====== Page

Installing MediaPipe on a Raspberry Pi and Implementing Gesture Recognition
Introduction
MediaPipe is an open-source framework developed by Google that provides powerful machine-learning solutions for computer vision, audio processing, and robotics applications. It supports real-time processing and is widely used for hand tracking, object detection, pose estimation, and more.
In this tutorial, we will cover:
- Installing MediaPipe on a Raspberry Pi.
- Running a basic gesture recognition example using MediaPipe’s Hand Tracking solution.
Prerequisites
Before installing MediaPipe, ensure that you have:
- A Raspberry Pi 4 (or newer) with Raspberry Pi OS (64-bit).
- A USB camera or Raspberry Pi Camera Module.
- Python 3.7+ installed.
- An active internet connection.
Step 1: Update and Upgrade Raspberry Pi
Before installing any new software, update your Raspberry Pi’s package list and upgrade existing packages:
sudo apt update && sudo apt upgrade -y
Step 2: Install Dependencies
MediaPipe requires several dependencies, including OpenCV and NumPy. Install them using:
sudo apt install python3-pip libatlas-base-dev
pip3 install numpy opencv-python mediapipe
If OpenCV is not installed properly, install it manually:
pip3 install opencv-contrib-python
Step 3: Verify MediaPipe Installation
Run the following Python command to verify that MediaPipe is installed correctly:
import mediapipe as mp
print(mp.__version__)
If no errors appear, MediaPipe is installed successfully.
Step 4: Implement Gesture Recognition
We will now use MediaPipe’s Hand Tracking module to recognize gestures.
1. Import Required Libraries
Create a new Python script, e.g., gesture_recognition.py
, and import the necessary modules:
import cv2
import mediapipe as mp
import time
mp_hands = mp.solutions.hands
mp_draw = mp.solutions.drawing_utils
2. Initialize the Camera
cap = cv2.VideoCapture(0)
with mp_hands.Hands(min_detection_confidence=0.7, min_tracking_confidence=0.7) as hands:
while cap.isOpened():
success, frame = cap.read()
if not success:
break
# Convert frame to RGB
frame_rgb = cv2.cvtColor(frame, cv2.COLOR_BGR2RGB)

============

#### [Complete the following]
(a) Rewrite the part of the MediaPipe tutorial starting at "Installing MediaPipe on a Raspberry Pi and" and ending at "Python 3.7+ installed.", swapping "framework" for "library".
(b) Write what comes next in the MediaPipe gesture recognition tutorial, picking up after its last line.

====== Data

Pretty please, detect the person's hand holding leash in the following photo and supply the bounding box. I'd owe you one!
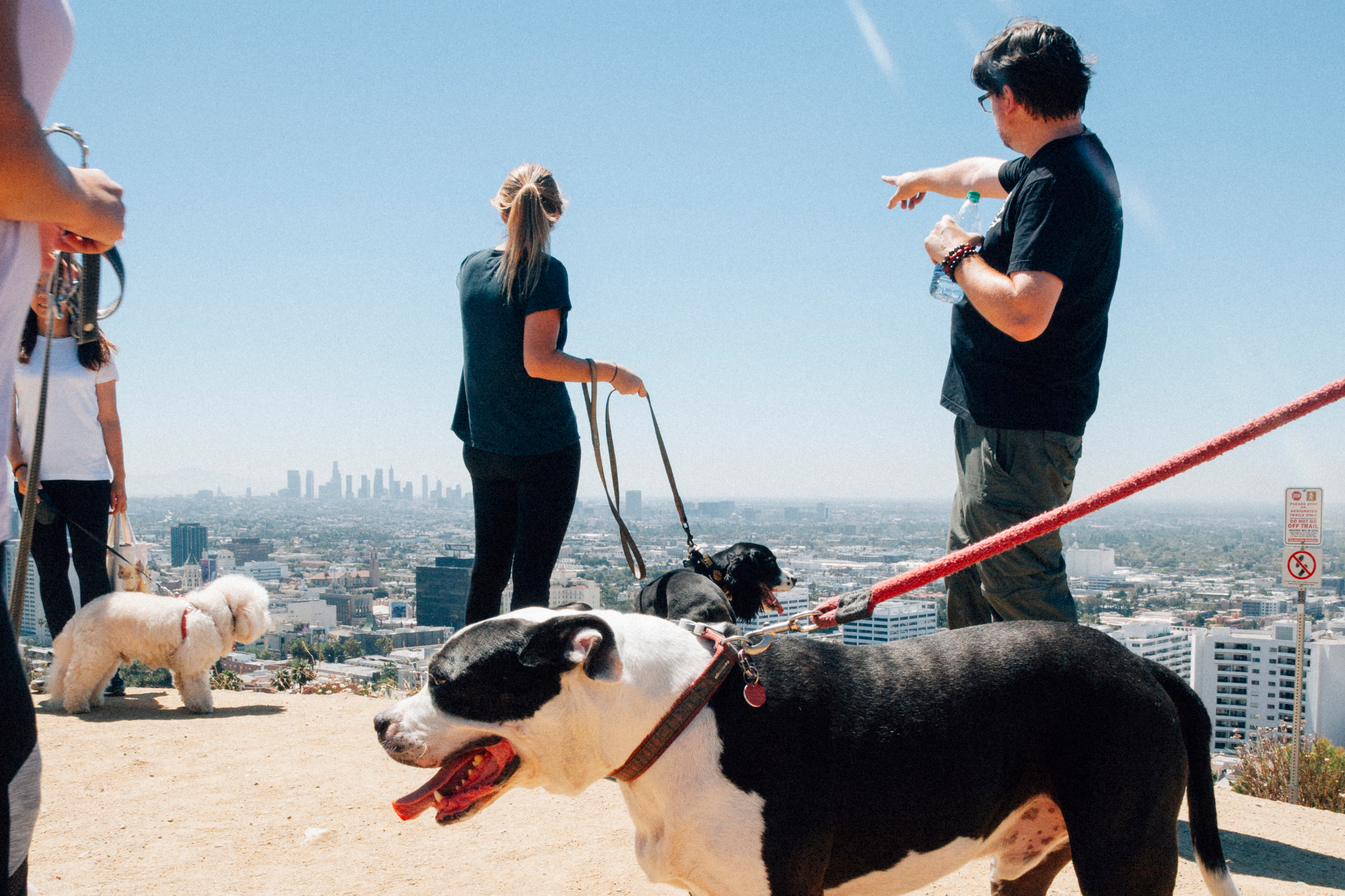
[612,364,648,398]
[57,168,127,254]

============

#### [Responses to the exercise]
(a)
Installing MediaPipe on a Raspberry Pi and Implementing Gesture Recognition
Introduction
MediaPipe is an open-source library developed by Google that provides powerful machine-learning solutions for computer vision, audio processing, and robotics applications. It supports real-time processing and is widely used for hand tracking, object detection, pose estimation, and more.
In this tutorial, we will cover:
- Installing MediaPipe on a Raspberry Pi.
- Running a basic gesture recognition example using MediaPipe’s Hand Tracking solution.
Prerequisites
Before installing MediaPipe, ensure that you have:
- A Raspberry Pi 4 (or newer) with Raspberry Pi OS (64-bit).
- A USB camera or Raspberry Pi Camera Module.
- Python 3.7+ installed.

(b)
# Process the frame
results = hands.process(frame_rgb)
# Draw hand landmarks
if results.multi_hand_landmarks:
for hand_landmarks in results.multi_hand_landmarks:
mp_draw.draw_landmarks(frame, hand_landmarks, mp_hands.HAND_CONNECTIONS)
# Show the output
cv2.imshow("Gesture Recognition", frame)
if cv2.waitKey(1) & 0xFF == ord('q'):
break
cap.release()
cv2.destroyAllWindows()
3. Explanation of Code
- The script captures frames from the camera.
- Converts the frame from BGR to RGB (required by MediaPipe).
- Passes the frame through the MediaPipe Hands module.
- Draws detected hand landmarks on the video feed.
- Press ‘q’ to exit.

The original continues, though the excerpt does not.